Each line from the one containing "Task: indicate one point on every instance of the eyebrow" through the final line of the records is to be repeated exactly, with no additions.

(Dataset extract):
↓↓↓
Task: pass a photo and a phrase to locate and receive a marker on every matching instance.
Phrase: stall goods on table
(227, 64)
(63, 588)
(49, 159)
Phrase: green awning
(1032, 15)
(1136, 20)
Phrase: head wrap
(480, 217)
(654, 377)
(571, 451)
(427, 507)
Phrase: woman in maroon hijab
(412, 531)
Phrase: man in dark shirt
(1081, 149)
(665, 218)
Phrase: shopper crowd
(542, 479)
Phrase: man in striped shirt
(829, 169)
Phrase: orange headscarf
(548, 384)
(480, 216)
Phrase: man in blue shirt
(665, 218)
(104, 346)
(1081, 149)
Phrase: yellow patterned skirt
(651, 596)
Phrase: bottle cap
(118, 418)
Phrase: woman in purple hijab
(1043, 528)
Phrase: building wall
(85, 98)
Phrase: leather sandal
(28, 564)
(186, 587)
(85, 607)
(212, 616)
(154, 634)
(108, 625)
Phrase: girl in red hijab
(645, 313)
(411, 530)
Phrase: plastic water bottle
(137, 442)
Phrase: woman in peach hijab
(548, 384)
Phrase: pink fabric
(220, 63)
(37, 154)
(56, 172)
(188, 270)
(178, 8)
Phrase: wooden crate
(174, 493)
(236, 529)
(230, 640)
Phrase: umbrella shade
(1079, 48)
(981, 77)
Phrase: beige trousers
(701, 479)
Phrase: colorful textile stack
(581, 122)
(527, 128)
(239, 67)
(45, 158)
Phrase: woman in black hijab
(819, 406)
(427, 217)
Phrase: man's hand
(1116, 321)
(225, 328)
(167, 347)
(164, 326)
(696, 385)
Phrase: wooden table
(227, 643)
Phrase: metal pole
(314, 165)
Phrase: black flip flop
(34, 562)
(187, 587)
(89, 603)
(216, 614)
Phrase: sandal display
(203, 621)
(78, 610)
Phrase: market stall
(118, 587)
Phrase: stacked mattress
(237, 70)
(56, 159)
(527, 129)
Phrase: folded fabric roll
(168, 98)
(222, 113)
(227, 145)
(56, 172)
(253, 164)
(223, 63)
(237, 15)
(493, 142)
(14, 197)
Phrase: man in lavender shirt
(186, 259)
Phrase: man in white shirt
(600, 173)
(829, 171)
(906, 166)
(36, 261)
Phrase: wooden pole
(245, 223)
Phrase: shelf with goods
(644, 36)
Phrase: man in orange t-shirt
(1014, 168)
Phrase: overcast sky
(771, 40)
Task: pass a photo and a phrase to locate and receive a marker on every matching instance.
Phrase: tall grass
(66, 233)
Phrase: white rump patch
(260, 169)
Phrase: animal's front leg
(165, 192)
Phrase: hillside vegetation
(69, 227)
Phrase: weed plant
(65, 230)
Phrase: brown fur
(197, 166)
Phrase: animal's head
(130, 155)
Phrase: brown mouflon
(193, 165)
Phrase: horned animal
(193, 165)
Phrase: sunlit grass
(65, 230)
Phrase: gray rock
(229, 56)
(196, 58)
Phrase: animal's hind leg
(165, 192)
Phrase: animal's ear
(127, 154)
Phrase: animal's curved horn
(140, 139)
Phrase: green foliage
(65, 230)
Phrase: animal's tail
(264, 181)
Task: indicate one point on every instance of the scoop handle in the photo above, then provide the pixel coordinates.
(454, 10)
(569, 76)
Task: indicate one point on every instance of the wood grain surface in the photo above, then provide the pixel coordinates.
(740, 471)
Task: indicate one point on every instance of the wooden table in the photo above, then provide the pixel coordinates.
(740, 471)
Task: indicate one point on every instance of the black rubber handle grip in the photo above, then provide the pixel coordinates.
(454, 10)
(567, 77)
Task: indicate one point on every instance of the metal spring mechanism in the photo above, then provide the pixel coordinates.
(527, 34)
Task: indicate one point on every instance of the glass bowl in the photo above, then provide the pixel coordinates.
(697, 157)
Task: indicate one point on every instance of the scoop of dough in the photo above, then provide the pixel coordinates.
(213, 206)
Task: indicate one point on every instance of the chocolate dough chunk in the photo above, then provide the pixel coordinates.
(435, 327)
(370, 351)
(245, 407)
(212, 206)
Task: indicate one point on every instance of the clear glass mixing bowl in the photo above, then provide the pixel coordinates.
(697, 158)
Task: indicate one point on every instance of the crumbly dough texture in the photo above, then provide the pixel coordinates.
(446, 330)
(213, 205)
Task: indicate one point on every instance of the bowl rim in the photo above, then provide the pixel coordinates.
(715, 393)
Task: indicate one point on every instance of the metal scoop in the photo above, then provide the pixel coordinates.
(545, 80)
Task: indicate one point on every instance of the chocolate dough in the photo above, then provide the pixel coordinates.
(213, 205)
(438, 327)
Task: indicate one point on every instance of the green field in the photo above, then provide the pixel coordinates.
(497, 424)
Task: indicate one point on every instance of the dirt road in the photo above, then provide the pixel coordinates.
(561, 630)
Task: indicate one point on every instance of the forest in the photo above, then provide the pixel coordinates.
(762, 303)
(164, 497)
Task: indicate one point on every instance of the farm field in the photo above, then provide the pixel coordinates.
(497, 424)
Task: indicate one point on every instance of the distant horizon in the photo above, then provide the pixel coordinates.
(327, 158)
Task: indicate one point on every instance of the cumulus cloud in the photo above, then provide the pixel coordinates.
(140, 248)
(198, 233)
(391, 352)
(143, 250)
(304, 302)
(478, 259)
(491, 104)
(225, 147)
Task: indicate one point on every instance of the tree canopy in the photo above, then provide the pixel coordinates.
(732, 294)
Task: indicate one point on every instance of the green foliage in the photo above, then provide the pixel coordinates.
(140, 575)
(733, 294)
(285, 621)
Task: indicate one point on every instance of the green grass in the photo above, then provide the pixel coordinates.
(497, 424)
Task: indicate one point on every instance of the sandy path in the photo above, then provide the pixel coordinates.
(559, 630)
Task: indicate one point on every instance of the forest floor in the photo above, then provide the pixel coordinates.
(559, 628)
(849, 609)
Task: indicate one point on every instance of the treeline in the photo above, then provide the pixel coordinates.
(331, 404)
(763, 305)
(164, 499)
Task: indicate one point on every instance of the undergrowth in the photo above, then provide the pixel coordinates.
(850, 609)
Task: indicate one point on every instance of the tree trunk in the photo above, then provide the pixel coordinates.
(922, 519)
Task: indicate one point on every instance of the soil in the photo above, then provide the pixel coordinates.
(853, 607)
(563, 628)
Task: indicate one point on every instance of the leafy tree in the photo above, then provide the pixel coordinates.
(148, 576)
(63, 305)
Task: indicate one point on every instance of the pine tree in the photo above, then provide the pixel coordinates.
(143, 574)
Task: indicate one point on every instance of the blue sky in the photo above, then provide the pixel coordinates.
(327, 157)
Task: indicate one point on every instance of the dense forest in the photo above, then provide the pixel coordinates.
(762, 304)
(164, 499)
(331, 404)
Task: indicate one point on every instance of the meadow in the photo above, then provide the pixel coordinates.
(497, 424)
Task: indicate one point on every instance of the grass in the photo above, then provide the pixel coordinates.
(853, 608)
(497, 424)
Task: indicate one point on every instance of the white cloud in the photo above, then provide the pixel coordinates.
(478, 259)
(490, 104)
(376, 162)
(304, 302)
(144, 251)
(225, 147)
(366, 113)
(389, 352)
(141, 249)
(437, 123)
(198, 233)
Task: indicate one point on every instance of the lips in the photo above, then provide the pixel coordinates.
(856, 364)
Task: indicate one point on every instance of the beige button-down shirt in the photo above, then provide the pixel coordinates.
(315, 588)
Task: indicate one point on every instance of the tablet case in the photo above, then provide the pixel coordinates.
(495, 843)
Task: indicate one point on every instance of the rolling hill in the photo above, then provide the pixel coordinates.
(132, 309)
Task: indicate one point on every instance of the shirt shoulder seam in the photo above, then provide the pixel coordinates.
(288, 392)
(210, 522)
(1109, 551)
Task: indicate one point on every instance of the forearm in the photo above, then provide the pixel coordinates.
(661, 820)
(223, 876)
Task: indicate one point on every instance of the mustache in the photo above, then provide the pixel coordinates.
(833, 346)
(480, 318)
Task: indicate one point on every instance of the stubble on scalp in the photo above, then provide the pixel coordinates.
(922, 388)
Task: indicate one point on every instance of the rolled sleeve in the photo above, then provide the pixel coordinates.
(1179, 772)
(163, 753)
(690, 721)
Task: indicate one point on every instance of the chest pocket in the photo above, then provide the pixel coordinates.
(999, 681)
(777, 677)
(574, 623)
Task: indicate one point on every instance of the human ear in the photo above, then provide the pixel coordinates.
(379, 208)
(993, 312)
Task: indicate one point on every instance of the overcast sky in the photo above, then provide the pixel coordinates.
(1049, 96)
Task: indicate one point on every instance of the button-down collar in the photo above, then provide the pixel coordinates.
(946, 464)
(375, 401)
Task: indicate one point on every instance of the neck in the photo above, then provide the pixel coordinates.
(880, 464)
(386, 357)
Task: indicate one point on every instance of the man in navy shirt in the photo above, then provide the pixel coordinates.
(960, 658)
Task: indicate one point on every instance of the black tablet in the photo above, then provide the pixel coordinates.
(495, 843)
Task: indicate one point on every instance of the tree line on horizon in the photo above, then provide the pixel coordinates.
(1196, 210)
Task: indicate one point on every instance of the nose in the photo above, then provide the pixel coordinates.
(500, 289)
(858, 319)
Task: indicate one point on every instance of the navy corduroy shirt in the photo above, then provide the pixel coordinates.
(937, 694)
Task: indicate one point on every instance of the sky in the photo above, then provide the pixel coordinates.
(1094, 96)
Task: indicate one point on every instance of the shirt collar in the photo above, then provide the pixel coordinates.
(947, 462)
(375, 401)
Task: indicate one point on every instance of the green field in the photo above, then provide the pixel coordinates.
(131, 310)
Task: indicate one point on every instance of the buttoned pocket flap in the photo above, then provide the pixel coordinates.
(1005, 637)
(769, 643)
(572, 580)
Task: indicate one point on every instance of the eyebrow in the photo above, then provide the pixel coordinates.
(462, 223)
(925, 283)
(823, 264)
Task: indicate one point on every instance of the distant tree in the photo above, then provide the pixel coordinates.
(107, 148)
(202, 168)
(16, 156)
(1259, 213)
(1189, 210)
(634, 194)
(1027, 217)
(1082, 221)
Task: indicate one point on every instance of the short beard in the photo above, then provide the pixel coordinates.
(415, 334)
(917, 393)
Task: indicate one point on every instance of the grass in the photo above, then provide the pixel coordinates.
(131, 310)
↑↑↑
(Reply):
Task: indicate one point on every instance of the eyebrow in the photo above, then provide the pixel coordinates.
(462, 223)
(925, 283)
(823, 264)
Task: indicate one point on every instance of the distant tree in the photo above, then provide the pixel coordinates.
(107, 148)
(202, 168)
(16, 156)
(1259, 213)
(1189, 210)
(634, 194)
(1027, 217)
(1082, 221)
Task: indicate one point on every instance of the short beard in the photo above, then provide the pixel coordinates.
(415, 334)
(917, 393)
Task: indicate one point on every instance of the grass in the photo above, then provide the pixel coordinates.
(131, 310)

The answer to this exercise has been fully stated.